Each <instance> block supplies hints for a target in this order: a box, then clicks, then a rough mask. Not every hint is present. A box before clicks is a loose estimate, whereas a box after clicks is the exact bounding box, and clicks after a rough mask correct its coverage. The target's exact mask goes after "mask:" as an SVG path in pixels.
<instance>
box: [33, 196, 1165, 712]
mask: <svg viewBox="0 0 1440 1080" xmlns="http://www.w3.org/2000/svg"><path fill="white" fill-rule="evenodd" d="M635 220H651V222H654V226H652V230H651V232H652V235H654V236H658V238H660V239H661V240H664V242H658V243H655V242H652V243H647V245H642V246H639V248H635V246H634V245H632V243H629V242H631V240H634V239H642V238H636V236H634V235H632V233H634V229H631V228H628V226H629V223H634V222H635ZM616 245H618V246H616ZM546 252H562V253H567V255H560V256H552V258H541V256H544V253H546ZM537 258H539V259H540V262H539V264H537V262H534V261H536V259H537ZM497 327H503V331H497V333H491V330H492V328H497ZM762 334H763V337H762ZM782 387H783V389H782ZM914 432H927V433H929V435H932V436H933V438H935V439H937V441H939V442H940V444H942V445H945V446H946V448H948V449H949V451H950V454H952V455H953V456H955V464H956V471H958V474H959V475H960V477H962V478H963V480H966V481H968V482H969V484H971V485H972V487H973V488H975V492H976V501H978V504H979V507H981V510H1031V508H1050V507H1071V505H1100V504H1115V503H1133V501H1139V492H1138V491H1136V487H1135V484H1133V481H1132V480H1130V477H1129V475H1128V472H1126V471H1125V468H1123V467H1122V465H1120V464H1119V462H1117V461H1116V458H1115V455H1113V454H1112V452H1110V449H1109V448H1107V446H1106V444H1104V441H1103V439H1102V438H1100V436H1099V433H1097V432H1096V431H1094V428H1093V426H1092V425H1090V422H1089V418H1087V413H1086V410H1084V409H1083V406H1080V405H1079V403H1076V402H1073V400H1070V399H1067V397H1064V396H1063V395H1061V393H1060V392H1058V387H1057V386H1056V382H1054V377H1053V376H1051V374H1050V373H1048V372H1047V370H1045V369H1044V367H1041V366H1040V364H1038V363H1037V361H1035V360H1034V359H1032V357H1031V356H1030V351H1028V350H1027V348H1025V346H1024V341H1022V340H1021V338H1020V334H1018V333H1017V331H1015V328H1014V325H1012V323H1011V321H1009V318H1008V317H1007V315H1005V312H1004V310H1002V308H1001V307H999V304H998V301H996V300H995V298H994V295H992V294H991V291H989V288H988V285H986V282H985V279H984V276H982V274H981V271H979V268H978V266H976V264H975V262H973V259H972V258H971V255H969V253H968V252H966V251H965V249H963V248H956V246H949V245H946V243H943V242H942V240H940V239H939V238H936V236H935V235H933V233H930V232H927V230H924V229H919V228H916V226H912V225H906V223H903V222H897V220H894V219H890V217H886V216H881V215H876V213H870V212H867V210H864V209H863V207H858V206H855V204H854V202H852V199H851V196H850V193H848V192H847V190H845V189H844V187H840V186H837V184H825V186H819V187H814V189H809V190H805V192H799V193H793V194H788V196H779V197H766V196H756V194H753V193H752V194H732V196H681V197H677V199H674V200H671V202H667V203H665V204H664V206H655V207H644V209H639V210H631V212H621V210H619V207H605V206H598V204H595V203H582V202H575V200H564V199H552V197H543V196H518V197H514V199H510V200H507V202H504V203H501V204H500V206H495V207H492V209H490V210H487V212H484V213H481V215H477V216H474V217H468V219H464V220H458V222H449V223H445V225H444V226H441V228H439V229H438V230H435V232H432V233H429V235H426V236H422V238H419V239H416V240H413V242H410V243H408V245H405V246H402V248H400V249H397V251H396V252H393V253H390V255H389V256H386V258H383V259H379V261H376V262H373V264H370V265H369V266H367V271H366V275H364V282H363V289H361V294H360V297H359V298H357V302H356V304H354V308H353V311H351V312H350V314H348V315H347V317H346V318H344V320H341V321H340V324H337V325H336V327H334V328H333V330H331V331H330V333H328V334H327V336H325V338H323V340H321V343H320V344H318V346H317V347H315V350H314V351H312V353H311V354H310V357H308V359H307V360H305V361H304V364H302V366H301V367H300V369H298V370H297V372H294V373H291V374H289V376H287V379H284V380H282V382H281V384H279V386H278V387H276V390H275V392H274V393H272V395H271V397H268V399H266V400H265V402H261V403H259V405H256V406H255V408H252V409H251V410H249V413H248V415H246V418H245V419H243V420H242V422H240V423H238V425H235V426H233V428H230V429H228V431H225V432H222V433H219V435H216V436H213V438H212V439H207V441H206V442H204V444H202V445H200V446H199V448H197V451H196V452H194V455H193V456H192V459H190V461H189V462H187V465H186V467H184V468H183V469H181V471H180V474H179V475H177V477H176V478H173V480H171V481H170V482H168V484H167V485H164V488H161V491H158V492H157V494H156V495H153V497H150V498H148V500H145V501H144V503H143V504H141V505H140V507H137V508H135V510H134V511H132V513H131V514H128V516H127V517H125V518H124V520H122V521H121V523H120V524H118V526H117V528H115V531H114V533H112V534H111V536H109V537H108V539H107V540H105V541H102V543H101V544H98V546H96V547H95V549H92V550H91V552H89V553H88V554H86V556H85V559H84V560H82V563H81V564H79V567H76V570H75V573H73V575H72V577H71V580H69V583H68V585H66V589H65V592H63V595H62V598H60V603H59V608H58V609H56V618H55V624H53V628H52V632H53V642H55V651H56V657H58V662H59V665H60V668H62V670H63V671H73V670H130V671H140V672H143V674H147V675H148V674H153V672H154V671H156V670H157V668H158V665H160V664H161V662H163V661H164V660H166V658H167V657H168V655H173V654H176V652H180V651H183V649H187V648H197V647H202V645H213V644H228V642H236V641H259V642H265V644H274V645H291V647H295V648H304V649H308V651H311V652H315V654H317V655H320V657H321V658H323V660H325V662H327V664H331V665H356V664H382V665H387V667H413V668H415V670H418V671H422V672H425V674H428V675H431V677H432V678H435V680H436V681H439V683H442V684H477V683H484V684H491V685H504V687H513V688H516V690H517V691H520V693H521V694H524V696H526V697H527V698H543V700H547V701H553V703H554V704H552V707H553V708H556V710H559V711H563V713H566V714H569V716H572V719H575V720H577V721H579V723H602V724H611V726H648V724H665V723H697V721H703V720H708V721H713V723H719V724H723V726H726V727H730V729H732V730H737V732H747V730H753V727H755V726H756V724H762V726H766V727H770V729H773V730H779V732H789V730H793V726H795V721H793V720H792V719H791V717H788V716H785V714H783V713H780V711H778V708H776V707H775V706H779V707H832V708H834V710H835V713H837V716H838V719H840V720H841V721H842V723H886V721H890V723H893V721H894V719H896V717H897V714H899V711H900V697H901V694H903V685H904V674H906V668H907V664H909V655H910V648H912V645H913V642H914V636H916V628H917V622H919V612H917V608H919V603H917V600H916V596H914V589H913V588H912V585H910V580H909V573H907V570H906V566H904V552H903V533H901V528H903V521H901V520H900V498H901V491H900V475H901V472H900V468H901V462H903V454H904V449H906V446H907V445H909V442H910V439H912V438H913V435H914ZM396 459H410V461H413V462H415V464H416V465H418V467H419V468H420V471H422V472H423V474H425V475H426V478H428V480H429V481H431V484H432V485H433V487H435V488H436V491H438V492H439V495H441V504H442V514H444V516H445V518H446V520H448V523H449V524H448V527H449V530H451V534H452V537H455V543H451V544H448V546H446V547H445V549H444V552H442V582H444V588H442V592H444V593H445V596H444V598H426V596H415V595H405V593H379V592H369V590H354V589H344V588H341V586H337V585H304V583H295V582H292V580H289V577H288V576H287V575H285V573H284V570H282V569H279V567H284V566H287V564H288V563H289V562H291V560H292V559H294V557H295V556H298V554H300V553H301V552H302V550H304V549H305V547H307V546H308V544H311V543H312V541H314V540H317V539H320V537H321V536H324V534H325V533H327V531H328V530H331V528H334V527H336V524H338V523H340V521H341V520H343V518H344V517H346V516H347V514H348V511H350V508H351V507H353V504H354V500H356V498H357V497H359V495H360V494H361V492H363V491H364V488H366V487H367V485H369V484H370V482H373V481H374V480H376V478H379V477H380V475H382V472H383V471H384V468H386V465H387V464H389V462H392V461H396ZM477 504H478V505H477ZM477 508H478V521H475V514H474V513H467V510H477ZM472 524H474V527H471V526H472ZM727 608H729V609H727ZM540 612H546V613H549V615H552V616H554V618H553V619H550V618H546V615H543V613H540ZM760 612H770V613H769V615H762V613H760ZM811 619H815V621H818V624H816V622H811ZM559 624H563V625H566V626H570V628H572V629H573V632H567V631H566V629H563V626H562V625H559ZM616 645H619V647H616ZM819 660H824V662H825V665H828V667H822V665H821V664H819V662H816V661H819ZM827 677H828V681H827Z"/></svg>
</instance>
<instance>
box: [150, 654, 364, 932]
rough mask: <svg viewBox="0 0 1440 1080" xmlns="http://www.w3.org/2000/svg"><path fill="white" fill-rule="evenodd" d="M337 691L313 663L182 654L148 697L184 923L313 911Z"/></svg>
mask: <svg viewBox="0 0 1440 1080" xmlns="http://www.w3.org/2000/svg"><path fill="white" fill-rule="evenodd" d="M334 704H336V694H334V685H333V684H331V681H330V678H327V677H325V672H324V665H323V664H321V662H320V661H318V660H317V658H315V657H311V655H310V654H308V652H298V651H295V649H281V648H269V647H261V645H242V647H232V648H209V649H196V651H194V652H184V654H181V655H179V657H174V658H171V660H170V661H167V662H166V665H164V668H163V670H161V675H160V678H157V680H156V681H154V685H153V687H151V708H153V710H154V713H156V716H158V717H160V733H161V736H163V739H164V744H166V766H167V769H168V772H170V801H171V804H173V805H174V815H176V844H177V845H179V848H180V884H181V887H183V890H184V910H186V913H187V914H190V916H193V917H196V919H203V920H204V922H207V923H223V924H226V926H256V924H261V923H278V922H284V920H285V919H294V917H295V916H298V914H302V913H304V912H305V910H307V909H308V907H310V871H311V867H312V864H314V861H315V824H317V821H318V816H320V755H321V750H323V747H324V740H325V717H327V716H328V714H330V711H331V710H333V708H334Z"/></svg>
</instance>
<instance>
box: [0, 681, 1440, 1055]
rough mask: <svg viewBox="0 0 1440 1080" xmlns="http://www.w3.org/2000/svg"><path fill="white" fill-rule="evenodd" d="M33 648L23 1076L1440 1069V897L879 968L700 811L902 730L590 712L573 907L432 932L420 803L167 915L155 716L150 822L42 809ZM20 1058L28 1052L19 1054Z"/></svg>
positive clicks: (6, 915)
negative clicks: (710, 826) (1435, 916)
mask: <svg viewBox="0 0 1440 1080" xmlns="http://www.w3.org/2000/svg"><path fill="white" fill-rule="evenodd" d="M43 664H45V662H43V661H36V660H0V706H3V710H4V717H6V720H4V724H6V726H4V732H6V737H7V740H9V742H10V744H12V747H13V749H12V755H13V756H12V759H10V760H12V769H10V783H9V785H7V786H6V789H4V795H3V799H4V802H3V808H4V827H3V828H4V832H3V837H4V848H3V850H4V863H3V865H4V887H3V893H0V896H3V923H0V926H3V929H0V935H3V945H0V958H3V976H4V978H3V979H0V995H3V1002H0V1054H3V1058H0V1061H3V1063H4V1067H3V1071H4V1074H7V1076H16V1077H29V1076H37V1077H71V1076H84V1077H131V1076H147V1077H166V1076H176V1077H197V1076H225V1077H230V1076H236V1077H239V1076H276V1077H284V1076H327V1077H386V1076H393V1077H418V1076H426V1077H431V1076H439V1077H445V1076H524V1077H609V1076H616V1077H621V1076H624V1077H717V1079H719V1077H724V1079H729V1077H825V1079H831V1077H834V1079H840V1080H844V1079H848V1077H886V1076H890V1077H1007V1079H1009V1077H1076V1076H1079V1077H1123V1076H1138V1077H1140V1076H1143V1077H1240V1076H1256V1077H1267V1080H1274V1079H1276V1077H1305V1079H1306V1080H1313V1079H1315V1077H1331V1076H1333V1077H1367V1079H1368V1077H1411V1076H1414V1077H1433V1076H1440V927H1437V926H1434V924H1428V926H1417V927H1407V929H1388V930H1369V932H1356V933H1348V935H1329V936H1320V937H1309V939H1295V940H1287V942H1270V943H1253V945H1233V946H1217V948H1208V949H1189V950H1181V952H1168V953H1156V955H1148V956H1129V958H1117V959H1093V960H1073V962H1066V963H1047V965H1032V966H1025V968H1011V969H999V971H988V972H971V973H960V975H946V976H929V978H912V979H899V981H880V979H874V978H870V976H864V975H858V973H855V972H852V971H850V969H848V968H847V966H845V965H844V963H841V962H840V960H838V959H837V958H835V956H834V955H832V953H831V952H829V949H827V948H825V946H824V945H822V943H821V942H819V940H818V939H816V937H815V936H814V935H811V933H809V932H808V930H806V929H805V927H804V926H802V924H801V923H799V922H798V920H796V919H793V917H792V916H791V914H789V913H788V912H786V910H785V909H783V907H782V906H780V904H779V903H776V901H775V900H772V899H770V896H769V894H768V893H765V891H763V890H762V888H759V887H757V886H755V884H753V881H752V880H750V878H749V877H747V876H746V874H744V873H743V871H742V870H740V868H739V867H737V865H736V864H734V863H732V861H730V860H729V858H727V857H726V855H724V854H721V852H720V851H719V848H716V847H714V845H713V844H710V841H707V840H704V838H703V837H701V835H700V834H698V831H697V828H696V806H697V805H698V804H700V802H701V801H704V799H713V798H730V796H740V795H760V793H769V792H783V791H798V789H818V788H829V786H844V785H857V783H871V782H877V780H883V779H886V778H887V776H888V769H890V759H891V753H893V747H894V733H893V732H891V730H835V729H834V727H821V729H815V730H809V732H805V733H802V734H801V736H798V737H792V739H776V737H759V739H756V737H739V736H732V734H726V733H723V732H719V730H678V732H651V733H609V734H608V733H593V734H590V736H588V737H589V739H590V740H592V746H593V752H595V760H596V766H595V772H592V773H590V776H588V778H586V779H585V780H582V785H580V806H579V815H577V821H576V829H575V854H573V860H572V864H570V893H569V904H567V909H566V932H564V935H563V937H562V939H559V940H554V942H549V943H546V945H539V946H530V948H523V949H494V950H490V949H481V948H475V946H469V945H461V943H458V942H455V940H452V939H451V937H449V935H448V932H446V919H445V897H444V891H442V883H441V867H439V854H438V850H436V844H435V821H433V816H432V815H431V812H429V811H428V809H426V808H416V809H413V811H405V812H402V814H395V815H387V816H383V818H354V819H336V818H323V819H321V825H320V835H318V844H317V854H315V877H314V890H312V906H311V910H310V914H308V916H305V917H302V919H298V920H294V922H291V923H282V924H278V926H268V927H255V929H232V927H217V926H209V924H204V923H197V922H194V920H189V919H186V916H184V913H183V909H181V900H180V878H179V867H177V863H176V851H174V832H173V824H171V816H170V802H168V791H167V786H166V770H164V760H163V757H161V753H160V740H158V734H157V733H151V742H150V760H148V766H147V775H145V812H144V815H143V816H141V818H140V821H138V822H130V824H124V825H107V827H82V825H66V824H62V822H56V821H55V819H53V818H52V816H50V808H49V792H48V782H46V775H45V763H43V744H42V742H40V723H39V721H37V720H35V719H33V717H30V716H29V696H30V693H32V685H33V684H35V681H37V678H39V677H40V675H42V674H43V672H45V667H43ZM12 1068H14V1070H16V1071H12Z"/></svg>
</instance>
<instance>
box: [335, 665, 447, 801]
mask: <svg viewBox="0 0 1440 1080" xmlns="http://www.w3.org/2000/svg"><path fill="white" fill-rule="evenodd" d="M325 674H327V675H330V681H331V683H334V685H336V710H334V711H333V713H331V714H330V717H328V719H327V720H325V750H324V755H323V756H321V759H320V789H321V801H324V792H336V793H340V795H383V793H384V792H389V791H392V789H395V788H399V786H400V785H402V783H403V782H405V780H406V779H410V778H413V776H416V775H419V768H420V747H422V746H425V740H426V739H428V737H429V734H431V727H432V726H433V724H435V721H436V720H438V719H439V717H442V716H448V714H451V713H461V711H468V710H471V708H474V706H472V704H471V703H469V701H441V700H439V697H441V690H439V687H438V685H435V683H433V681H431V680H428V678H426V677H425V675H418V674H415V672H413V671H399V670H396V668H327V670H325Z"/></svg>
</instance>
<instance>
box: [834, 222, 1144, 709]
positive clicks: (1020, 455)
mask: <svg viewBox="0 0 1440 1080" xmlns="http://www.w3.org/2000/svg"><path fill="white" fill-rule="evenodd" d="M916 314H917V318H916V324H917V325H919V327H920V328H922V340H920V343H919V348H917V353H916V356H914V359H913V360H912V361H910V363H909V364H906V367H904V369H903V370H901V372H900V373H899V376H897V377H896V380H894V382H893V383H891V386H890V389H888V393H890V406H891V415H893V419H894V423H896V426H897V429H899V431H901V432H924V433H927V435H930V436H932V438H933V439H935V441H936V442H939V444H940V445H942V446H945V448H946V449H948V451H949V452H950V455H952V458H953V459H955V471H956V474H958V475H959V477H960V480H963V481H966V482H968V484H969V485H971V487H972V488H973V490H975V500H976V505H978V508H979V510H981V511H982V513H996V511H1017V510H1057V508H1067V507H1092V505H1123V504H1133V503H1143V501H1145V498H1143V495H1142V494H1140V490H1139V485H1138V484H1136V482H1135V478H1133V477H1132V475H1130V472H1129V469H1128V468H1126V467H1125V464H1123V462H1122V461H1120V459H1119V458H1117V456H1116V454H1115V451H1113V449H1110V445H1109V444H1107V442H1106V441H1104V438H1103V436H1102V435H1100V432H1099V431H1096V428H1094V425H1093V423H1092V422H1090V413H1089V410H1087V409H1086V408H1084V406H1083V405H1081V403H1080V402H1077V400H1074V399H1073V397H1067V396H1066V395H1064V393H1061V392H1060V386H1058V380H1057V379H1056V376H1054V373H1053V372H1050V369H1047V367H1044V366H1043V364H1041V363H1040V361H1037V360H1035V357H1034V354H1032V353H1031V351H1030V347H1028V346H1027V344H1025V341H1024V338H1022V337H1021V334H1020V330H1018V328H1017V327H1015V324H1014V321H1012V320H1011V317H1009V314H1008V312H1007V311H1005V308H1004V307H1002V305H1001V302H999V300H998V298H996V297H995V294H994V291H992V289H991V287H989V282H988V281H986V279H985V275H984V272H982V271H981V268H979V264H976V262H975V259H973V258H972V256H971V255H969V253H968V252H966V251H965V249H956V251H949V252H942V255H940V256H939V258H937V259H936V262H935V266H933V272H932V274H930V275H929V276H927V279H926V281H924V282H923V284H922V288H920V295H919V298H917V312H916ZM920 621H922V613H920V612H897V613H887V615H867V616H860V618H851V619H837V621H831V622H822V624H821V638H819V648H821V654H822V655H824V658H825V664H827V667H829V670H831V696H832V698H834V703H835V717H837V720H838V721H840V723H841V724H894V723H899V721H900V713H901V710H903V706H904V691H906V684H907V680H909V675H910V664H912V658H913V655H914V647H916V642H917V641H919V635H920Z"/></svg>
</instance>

....

> _What is required_: All that belongs in the answer is the run of lines above from the line containing "box: [0, 681, 1440, 1055]" through the line containing "positive clicks: (6, 915)", exactly as written.

> _Exercise response_:
box: [0, 681, 1440, 1055]
rough mask: <svg viewBox="0 0 1440 1080" xmlns="http://www.w3.org/2000/svg"><path fill="white" fill-rule="evenodd" d="M33 648L23 1076L1440 1069V897L879 968L700 811L902 730L590 712L573 907L432 932L420 803L167 915L155 716L150 822L42 809ZM20 1058L28 1052L19 1054Z"/></svg>
positive clicks: (6, 915)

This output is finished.